### EXERCISE BRIEF
Render every line of the items below as a Markdown table with the columns Row and Line, numbering each row and skipping blank lines. Leave the pictures out of the table.

— Start of DATA SHOWN —

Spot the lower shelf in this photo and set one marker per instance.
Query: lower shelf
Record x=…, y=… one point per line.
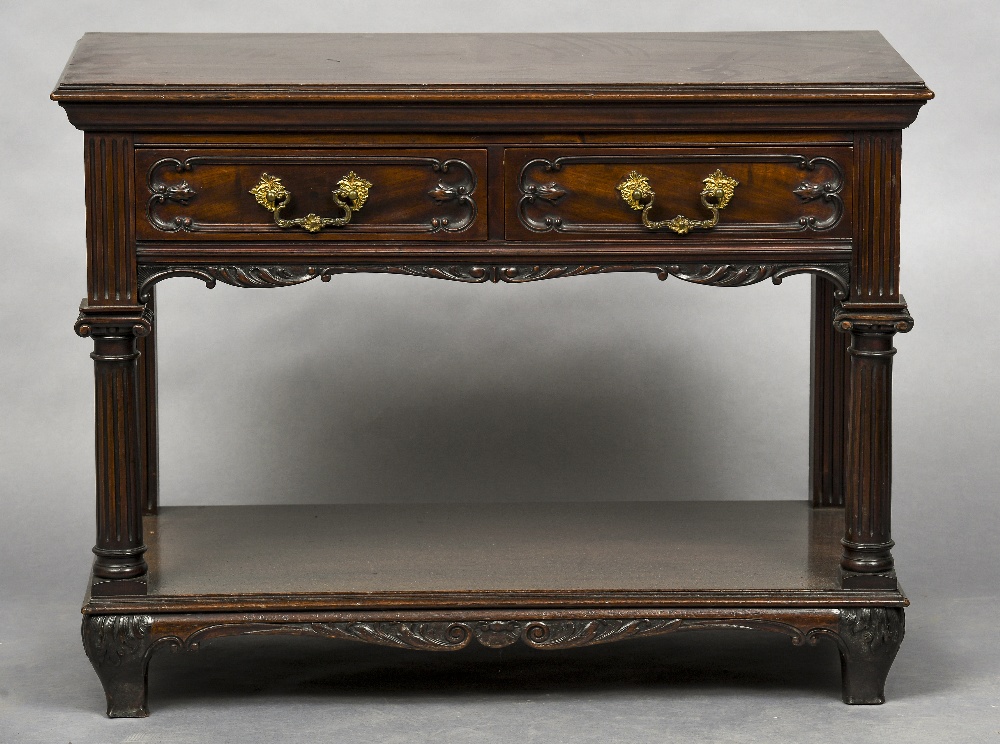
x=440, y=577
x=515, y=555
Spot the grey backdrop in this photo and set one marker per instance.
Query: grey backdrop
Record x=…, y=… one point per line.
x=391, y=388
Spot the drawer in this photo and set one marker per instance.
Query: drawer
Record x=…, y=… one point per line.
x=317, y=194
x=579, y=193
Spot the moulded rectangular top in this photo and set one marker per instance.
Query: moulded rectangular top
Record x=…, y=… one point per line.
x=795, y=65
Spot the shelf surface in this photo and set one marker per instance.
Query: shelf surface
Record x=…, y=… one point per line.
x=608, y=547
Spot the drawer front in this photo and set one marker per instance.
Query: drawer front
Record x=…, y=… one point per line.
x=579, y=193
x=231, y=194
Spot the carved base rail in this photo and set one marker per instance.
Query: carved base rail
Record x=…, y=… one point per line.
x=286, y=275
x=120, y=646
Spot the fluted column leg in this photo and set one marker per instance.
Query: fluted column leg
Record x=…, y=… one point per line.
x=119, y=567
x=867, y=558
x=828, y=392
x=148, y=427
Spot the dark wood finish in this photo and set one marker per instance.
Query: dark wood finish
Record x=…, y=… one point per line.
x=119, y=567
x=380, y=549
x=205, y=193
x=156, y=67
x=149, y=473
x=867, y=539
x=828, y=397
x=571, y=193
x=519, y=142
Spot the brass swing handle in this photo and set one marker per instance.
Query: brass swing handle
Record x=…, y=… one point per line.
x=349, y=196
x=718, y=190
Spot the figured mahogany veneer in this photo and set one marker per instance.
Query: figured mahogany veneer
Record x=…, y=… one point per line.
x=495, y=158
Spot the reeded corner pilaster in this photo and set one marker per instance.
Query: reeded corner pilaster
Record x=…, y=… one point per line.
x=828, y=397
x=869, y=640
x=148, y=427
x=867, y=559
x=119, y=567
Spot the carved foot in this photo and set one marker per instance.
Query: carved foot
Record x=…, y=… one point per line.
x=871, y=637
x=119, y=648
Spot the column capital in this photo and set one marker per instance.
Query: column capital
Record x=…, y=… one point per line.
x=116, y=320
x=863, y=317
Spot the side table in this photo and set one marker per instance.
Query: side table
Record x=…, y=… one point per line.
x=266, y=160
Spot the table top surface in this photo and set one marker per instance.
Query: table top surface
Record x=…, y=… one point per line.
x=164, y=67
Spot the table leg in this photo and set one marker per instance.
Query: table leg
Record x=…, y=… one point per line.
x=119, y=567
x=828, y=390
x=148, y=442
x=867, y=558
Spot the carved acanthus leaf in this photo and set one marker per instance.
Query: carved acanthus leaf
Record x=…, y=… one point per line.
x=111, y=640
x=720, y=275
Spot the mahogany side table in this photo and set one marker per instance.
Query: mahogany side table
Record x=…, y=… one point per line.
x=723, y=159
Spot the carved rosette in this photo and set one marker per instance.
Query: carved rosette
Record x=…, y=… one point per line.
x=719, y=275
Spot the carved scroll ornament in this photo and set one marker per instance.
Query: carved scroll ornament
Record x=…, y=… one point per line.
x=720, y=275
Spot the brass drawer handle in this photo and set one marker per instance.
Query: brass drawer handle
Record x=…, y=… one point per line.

— End of DATA SHOWN —

### RESULT FOR THIS EXERCISE
| Row | Line |
|---|---|
| 1 | Spot the lower shelf in this photo and set one marker per instance. |
| 2 | Query: lower shelf |
| 3 | Record x=…, y=… one point per line. |
| 4 | x=440, y=577 |
| 5 | x=515, y=555 |
| 6 | Spot the grey backdrop in this photo and set one marker per instance. |
| 7 | Query: grey backdrop |
| 8 | Record x=…, y=… one point per line. |
| 9 | x=391, y=388 |
| 10 | Spot the drawer in this photo and set one marker per instance. |
| 11 | Query: drawer |
| 12 | Record x=…, y=… one point per line. |
| 13 | x=317, y=194 |
| 14 | x=579, y=193 |
| 15 | Spot the moulded rectangular top in this photo and set one marker per instance. |
| 16 | Query: moulded rectangular top |
| 17 | Record x=…, y=… one point per line. |
| 18 | x=795, y=65 |
| 19 | Spot the shelf surface in this photo and set one marker per instance. |
| 20 | Query: shelf surface |
| 21 | Record x=…, y=… one point per line. |
| 22 | x=608, y=547 |
| 23 | Spot the drawer front in this photo and set one marker per instance. |
| 24 | Query: drawer front |
| 25 | Record x=…, y=… one point per line. |
| 26 | x=579, y=193 |
| 27 | x=231, y=194 |
| 28 | Spot the carved base rail in this photo and set one marker per instance. |
| 29 | Query: carved base rail |
| 30 | Record x=…, y=… one point per line. |
| 31 | x=286, y=275 |
| 32 | x=120, y=646 |
| 33 | Spot the fluted column leg in this photo and set one marker per instance. |
| 34 | Query: fluted column leg |
| 35 | Record x=…, y=… one point per line. |
| 36 | x=119, y=567 |
| 37 | x=867, y=558 |
| 38 | x=828, y=392 |
| 39 | x=148, y=427 |
| 40 | Spot the dark wood finish in this photo and set one marker per instance. |
| 41 | Query: dark wood finish |
| 42 | Record x=…, y=… one point per line. |
| 43 | x=119, y=567 |
| 44 | x=380, y=549 |
| 45 | x=205, y=193 |
| 46 | x=156, y=67 |
| 47 | x=149, y=473 |
| 48 | x=867, y=539 |
| 49 | x=828, y=397 |
| 50 | x=571, y=193 |
| 51 | x=519, y=142 |
| 52 | Spot the brass swing handle in this photo and set one marker per instance. |
| 53 | Query: brass swing handle |
| 54 | Record x=…, y=… one point per line. |
| 55 | x=349, y=196 |
| 56 | x=718, y=190 |
| 57 | Spot the figured mahogany veneer in this photo and set one marker per instance. |
| 58 | Query: figured mahogany veneer |
| 59 | Record x=…, y=… one point per line. |
| 60 | x=495, y=158 |
| 61 | Spot the reeded corner pilaster in this photo and set one marker per instance. |
| 62 | Query: reeded corner pilaster |
| 63 | Record x=…, y=… one point per line. |
| 64 | x=828, y=397 |
| 65 | x=869, y=640 |
| 66 | x=148, y=427 |
| 67 | x=867, y=559 |
| 68 | x=119, y=567 |
| 69 | Spot the carved foot in this photo and set one marker per instance. |
| 70 | Query: carved foot |
| 71 | Record x=…, y=… one point per line. |
| 72 | x=871, y=637 |
| 73 | x=119, y=648 |
| 74 | Spot the column capital in this photo and set one marker per instance. |
| 75 | Query: column capital |
| 76 | Record x=…, y=… one point per line. |
| 77 | x=116, y=320 |
| 78 | x=863, y=317 |
| 79 | Spot the side table in this photo and set one marker per instance. |
| 80 | Query: side table |
| 81 | Record x=…, y=… one point per line. |
| 82 | x=266, y=160 |
| 83 | Spot the table top surface in this photo and set one marker per instance. |
| 84 | Query: table top surface |
| 85 | Record x=…, y=… one point per line. |
| 86 | x=164, y=67 |
| 87 | Spot the table leg in this photo and set one marker per instance. |
| 88 | Query: table leg |
| 89 | Record x=…, y=… one point per line. |
| 90 | x=119, y=567 |
| 91 | x=828, y=390 |
| 92 | x=148, y=442 |
| 93 | x=867, y=558 |
| 94 | Spot the carved acanthus leaf in this photo and set one marker per instance. |
| 95 | Query: carved acanthus leaf |
| 96 | Record x=…, y=… one point per line. |
| 97 | x=111, y=640 |
| 98 | x=720, y=275 |
| 99 | Spot the mahogany side table in this photo and set one marker per instance. |
| 100 | Query: mahogany side table |
| 101 | Record x=…, y=… one point per line. |
| 102 | x=723, y=159 |
| 103 | Spot the carved rosette in this photo and set one marker per instance. |
| 104 | Query: carved rosette |
| 105 | Record x=…, y=… one point per line. |
| 106 | x=719, y=275 |
| 107 | Spot the carved scroll ornament in this photo and set one marker per instance. |
| 108 | Query: carved scroll ornament |
| 109 | Record x=…, y=… one point per line. |
| 110 | x=720, y=275 |
| 111 | Spot the brass drawer handle in this photo and set one marker per instance. |
| 112 | Query: brass drawer handle |
| 113 | Record x=…, y=… one point per line. |